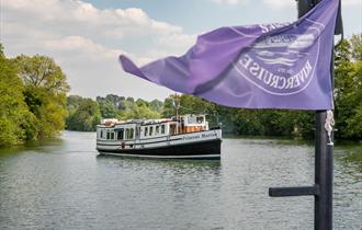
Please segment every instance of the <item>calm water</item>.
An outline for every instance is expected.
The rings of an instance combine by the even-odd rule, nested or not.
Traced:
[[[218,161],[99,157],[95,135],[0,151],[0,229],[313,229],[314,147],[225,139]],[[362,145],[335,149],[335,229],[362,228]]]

★ ★ ★ ★

> **Problem details**:
Can you quote all of the data above word for word, leaving out the pictures?

> **Task output**:
Please segment every instance of the <item>calm water</item>.
An outline for every instance is expected.
The rings of an instance combine by the even-odd rule, nested or not.
Traced:
[[[218,161],[99,157],[95,135],[0,151],[0,229],[313,229],[314,147],[225,139]],[[362,145],[335,149],[335,229],[362,228]]]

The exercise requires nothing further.